+++ DATASET EXCERPTS

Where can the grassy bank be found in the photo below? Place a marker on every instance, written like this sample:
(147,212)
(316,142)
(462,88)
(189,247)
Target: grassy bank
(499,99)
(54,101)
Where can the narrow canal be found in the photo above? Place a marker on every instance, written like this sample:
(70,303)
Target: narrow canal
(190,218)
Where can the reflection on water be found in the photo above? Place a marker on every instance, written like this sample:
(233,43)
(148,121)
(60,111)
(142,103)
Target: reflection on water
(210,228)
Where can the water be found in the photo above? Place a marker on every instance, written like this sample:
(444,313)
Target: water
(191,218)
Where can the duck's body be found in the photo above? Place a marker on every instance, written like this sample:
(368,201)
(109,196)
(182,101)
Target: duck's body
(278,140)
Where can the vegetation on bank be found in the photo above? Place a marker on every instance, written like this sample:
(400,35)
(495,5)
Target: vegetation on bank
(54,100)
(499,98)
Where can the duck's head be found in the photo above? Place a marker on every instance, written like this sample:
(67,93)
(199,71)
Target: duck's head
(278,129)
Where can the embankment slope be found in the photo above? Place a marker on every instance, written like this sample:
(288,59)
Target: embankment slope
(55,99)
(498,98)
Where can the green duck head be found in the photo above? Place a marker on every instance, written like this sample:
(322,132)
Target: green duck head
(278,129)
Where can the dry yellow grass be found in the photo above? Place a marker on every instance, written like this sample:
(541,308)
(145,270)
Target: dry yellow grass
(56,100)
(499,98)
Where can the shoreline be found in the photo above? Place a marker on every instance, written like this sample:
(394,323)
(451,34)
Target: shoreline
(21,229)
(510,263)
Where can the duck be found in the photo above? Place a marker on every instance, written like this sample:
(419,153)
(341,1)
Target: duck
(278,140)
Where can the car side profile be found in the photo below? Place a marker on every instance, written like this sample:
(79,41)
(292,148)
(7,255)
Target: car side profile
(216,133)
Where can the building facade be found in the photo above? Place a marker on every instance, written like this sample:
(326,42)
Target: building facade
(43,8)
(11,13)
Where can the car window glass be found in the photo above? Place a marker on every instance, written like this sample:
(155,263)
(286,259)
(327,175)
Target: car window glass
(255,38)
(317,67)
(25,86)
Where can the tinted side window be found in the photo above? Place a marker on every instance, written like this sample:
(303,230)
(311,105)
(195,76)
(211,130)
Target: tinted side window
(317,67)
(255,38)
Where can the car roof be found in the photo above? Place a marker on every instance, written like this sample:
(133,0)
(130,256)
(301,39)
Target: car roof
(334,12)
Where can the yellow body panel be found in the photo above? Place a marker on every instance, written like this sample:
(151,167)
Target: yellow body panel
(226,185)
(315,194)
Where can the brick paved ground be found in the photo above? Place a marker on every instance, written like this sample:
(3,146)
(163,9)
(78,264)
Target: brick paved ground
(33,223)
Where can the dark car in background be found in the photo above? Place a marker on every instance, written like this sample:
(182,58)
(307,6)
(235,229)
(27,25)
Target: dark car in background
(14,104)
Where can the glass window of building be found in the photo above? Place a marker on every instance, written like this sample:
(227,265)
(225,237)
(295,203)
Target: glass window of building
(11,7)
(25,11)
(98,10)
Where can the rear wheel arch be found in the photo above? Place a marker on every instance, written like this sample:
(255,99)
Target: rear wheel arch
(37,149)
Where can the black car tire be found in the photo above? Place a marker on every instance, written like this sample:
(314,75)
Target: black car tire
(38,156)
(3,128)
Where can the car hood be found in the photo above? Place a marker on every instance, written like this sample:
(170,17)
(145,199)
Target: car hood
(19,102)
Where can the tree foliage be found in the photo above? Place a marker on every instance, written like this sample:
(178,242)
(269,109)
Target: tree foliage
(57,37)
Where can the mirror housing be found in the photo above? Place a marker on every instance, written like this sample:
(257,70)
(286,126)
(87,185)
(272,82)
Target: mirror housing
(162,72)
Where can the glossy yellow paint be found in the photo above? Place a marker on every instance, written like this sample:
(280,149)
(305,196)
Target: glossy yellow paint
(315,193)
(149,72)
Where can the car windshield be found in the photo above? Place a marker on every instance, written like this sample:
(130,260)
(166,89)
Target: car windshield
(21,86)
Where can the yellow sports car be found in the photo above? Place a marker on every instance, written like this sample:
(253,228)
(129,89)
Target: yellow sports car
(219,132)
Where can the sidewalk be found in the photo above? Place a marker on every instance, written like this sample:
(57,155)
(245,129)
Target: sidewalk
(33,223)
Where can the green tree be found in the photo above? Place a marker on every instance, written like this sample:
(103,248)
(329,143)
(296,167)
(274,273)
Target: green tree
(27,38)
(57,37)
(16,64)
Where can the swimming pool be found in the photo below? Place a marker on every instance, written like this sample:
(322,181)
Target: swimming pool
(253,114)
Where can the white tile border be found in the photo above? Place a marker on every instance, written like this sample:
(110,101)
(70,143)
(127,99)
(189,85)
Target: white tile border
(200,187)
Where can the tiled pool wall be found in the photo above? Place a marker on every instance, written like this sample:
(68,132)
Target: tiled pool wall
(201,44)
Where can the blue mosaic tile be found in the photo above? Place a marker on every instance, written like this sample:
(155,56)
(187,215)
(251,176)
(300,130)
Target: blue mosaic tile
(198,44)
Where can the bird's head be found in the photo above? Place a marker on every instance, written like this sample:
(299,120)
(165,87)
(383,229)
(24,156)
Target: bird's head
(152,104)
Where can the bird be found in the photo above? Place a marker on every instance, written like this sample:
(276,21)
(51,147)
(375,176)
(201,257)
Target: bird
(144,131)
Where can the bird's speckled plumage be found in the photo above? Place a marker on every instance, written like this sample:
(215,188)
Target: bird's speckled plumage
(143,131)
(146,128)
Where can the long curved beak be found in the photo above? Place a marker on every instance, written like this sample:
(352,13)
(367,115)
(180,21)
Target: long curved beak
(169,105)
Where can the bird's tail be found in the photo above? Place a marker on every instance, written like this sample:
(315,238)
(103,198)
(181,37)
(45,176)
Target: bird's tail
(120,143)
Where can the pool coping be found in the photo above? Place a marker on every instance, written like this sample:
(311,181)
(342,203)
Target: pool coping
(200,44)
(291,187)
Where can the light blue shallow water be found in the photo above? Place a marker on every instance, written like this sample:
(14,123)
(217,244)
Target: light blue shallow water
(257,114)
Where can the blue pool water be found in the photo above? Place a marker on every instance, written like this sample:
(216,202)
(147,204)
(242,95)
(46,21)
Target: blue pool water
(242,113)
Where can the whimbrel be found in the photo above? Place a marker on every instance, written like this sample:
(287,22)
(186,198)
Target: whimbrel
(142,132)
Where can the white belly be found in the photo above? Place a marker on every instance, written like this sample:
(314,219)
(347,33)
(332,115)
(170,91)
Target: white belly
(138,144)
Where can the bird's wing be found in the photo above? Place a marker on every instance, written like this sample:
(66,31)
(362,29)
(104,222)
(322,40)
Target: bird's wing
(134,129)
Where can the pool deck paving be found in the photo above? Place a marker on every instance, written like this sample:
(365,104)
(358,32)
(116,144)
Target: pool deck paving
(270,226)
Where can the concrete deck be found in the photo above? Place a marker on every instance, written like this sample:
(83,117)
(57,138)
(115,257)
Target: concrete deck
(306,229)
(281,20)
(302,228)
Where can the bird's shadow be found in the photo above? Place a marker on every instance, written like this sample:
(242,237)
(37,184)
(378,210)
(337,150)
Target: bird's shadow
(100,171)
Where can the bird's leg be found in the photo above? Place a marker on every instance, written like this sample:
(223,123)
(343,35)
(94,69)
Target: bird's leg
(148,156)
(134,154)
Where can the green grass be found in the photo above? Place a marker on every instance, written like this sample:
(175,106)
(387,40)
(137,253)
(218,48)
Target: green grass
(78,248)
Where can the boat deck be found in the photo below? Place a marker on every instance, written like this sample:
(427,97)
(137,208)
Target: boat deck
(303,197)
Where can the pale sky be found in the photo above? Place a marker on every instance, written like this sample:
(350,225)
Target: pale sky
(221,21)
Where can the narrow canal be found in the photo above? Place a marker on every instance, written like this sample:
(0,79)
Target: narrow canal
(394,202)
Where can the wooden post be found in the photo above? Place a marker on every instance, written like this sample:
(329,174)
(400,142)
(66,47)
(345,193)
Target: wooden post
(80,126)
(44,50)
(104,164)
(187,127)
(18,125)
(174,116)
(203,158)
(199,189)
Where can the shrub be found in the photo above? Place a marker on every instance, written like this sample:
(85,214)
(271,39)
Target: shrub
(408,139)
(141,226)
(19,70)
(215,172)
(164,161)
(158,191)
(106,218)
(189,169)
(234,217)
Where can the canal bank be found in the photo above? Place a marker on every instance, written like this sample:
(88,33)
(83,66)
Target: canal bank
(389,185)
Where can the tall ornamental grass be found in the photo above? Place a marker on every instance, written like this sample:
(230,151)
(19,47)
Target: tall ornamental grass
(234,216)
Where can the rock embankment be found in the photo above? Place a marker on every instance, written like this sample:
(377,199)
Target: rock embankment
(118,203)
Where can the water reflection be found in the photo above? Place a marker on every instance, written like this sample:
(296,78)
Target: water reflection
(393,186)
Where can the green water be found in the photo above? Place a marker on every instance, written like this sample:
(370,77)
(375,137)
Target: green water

++++++

## DIRECTIONS FOR THIS TASK
Copy out, word for word, the rows starting at the one that contains "Where can the rock" and ending at the final row.

## TASK SOLUTION
Where can the rock embankment be found in the photo above? Place a marker on every instance, written like this sample:
(377,199)
Target: rock embankment
(118,203)
Where can the water reflection be found in the photo above? Place a marker on every instance, written like this sample:
(296,78)
Target: water reflection
(393,186)
Where can the green water be found in the photo above? Place a marker on every instance, written like this sample:
(370,77)
(375,137)
Target: green water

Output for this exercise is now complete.